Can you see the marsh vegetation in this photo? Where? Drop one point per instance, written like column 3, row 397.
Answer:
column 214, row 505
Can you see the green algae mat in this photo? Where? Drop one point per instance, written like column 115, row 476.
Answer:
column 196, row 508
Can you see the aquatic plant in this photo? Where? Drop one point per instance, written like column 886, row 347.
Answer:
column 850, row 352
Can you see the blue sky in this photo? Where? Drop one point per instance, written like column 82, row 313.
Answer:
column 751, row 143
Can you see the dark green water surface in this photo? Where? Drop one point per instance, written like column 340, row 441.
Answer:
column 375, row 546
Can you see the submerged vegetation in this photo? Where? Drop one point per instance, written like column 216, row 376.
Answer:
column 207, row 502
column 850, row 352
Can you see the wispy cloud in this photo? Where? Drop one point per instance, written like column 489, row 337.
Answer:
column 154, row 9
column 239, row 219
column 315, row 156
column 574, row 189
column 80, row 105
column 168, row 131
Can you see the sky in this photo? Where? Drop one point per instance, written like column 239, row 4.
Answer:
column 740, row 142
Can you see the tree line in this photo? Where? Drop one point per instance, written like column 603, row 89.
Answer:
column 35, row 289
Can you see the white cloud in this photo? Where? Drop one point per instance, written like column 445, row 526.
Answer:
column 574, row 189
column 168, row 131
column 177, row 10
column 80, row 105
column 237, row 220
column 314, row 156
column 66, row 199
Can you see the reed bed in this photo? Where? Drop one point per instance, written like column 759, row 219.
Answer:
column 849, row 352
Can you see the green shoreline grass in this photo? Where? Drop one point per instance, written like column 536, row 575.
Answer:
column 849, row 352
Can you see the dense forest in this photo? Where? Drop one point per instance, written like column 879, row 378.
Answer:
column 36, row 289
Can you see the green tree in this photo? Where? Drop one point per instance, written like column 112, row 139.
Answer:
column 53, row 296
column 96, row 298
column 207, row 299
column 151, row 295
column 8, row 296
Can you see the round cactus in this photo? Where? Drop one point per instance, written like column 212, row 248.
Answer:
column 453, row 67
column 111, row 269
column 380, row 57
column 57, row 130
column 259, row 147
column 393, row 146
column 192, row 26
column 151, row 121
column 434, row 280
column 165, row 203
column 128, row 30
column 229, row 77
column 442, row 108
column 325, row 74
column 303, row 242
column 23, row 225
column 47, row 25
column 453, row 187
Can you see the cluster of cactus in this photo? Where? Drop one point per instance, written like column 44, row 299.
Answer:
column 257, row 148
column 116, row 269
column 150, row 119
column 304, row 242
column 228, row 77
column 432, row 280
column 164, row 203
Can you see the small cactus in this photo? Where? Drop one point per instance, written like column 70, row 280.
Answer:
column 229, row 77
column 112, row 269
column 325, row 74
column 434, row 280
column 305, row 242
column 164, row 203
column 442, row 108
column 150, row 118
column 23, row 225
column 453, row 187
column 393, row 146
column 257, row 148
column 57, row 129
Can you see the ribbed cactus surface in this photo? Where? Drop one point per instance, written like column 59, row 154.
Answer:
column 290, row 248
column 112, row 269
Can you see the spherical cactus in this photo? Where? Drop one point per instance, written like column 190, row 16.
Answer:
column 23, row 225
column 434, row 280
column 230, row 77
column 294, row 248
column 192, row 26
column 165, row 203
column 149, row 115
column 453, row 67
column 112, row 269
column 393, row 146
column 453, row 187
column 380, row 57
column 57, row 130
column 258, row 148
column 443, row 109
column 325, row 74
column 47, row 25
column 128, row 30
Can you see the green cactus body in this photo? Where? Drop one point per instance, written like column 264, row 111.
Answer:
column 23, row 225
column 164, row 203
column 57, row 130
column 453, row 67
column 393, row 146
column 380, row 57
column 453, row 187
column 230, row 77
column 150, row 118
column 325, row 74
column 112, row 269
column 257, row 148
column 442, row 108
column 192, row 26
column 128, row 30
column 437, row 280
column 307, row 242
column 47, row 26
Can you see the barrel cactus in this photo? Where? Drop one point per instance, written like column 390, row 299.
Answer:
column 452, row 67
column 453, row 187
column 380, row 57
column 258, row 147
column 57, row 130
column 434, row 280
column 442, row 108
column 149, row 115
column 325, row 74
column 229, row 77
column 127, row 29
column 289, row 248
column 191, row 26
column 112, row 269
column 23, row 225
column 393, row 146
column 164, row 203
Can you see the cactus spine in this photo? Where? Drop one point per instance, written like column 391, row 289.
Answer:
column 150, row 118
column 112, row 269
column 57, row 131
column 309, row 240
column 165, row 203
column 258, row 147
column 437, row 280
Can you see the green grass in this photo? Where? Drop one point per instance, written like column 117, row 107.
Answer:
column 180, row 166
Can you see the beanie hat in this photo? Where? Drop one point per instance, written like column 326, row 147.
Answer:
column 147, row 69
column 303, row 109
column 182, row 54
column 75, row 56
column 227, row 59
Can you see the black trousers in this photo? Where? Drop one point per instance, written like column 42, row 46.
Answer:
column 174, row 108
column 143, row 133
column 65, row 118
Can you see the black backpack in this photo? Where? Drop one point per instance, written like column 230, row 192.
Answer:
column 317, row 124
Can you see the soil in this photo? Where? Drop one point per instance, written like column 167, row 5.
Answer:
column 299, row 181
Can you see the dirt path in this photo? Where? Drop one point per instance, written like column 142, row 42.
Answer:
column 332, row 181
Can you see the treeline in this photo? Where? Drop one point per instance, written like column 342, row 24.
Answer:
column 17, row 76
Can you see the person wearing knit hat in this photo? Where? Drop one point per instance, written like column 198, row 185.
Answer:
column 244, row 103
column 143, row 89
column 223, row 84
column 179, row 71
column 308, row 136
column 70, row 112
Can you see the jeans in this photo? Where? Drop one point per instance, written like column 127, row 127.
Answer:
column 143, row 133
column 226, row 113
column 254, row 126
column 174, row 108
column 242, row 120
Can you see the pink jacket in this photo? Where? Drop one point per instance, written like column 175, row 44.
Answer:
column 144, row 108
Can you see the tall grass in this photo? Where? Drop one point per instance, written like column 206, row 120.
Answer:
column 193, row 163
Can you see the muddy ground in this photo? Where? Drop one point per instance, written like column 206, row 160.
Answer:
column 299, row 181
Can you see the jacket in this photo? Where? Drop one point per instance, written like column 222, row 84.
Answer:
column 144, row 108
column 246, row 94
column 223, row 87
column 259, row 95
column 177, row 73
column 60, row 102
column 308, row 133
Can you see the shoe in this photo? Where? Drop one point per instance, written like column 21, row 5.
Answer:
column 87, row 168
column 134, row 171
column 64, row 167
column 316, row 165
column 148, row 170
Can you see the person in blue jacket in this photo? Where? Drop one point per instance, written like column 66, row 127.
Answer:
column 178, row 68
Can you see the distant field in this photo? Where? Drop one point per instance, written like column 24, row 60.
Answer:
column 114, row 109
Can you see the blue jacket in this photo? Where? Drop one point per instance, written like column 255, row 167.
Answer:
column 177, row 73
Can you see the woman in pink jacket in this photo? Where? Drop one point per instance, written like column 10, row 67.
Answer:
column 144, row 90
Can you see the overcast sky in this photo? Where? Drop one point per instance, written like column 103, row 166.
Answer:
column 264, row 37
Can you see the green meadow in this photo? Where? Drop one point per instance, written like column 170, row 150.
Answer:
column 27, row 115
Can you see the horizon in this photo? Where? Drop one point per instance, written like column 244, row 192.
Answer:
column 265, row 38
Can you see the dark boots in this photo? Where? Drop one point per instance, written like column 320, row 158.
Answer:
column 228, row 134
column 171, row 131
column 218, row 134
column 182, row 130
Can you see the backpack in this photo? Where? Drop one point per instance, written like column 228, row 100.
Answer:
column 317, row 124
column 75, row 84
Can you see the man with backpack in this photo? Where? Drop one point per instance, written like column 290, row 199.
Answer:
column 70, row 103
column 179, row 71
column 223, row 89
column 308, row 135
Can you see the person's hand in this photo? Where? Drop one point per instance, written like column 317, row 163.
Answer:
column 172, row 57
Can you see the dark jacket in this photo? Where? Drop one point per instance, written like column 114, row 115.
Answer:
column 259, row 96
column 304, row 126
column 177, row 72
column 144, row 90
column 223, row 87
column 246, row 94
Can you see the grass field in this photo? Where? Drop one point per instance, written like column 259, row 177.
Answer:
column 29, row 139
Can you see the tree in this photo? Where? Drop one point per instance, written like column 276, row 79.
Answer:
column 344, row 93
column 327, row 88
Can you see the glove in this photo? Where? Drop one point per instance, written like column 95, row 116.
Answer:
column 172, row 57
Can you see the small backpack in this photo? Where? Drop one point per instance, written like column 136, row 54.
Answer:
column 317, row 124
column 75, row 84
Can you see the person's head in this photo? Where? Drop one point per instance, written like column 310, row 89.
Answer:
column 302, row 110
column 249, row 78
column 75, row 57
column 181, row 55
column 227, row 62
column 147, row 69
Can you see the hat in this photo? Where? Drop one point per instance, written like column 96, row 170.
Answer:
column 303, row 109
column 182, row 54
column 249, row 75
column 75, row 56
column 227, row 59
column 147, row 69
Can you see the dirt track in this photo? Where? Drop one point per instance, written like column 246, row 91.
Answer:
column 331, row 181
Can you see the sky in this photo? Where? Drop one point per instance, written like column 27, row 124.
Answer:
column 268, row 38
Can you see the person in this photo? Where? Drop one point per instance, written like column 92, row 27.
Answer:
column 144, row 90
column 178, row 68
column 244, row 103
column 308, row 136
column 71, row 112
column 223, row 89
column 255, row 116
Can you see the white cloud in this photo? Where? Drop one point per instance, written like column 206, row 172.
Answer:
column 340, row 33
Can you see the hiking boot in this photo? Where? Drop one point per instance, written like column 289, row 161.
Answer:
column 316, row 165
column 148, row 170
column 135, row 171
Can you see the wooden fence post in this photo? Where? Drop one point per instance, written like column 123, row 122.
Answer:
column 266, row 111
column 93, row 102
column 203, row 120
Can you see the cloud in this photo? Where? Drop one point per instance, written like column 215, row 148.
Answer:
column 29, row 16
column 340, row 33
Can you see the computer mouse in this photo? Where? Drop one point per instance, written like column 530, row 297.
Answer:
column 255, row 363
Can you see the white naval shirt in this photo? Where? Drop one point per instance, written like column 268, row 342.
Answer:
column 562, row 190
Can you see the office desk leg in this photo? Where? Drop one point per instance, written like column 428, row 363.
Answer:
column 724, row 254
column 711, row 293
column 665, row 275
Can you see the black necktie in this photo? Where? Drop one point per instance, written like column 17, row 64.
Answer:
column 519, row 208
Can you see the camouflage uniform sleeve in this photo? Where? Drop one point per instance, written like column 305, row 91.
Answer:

### [WHAT IS NEEDED]
What is wanted is one number: how many lines in the listing hold the string "blue".

### [ANSWER BOX]
3